Work item
The whole listing is to be printed again exactly.
################
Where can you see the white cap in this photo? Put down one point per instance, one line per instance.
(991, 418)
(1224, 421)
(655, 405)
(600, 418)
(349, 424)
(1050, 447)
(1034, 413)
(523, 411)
################
Solved problem
Where can you see the white cap in this photo? Put down one point per instance, one line per instance.
(991, 418)
(1224, 421)
(655, 405)
(600, 418)
(349, 424)
(1050, 447)
(1034, 413)
(523, 411)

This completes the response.